INSTRUCTION >>
Find every line in the listing below that contains the string "item", and copy each of those lines. Matches are case-sensitive.

RECORDED INFORMATION >>
******************************
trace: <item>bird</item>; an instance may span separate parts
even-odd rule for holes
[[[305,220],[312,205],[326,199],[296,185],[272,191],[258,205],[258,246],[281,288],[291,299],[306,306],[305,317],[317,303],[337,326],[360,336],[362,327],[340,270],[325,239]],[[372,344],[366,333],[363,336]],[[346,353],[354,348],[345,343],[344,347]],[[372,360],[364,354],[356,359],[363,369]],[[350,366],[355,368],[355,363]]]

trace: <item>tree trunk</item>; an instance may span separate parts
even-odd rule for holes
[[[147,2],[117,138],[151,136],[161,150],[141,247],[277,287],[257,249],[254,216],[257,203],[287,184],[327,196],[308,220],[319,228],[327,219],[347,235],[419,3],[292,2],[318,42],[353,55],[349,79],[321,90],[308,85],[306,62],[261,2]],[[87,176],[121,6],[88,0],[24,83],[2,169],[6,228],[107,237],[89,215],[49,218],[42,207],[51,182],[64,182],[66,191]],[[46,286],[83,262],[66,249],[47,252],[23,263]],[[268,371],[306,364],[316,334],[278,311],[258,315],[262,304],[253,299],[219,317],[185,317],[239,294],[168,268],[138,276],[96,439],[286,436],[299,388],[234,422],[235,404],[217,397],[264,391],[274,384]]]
******************************
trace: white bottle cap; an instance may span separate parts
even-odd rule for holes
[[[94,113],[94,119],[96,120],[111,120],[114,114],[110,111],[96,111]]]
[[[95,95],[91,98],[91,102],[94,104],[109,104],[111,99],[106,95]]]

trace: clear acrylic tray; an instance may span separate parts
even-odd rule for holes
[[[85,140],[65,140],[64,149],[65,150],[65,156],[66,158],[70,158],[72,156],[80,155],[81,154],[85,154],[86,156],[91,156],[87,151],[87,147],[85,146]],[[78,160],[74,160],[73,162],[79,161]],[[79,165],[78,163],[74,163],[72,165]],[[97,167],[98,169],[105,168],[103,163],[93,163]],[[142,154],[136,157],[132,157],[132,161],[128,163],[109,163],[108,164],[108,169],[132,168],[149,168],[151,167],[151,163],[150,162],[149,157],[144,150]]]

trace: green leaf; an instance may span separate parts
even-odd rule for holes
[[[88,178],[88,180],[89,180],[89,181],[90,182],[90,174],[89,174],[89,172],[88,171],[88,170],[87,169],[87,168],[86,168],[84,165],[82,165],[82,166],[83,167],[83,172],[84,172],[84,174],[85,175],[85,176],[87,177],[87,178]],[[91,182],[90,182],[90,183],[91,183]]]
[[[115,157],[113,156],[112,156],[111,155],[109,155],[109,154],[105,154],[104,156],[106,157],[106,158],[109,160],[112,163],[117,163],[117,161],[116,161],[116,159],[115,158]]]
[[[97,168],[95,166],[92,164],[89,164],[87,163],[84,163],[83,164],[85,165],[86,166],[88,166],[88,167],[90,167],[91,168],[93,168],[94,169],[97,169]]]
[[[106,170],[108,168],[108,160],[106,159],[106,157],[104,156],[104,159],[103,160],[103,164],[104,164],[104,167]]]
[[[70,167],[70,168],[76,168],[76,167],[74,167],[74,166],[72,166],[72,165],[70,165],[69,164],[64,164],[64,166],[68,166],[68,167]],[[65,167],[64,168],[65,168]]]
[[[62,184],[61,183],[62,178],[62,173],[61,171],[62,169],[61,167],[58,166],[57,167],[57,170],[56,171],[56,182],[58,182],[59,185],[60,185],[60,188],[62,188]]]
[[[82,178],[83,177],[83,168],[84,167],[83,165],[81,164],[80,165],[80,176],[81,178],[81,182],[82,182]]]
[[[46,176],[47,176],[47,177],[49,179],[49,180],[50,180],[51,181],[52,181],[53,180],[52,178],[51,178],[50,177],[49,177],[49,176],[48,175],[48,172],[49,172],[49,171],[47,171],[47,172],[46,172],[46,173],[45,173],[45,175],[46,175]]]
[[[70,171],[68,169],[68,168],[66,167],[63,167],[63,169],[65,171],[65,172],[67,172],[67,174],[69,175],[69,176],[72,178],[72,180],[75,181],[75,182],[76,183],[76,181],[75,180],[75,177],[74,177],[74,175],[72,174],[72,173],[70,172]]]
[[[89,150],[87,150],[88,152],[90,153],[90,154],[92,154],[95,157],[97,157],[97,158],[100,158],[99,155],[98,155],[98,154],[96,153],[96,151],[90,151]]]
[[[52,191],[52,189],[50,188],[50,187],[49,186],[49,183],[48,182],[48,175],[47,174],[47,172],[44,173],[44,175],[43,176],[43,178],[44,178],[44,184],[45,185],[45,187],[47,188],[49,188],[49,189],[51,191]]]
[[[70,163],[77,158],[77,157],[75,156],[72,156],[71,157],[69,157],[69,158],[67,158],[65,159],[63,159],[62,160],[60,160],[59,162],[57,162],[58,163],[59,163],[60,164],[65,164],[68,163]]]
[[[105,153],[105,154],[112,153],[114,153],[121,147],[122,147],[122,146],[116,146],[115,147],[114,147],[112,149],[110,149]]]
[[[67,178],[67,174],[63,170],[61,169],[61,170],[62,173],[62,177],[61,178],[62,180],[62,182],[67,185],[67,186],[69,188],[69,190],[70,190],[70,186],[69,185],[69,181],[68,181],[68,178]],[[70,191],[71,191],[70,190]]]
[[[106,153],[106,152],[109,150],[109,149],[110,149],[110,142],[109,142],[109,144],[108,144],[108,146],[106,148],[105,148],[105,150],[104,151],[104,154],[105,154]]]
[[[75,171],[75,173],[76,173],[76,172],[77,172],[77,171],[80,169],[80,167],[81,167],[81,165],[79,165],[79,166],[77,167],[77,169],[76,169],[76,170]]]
******************************
COMPLETE ANSWER >>
trace: <item>bird</item>; an instance may span separate parts
trace: <item>tree trunk</item>; an instance may span separate parts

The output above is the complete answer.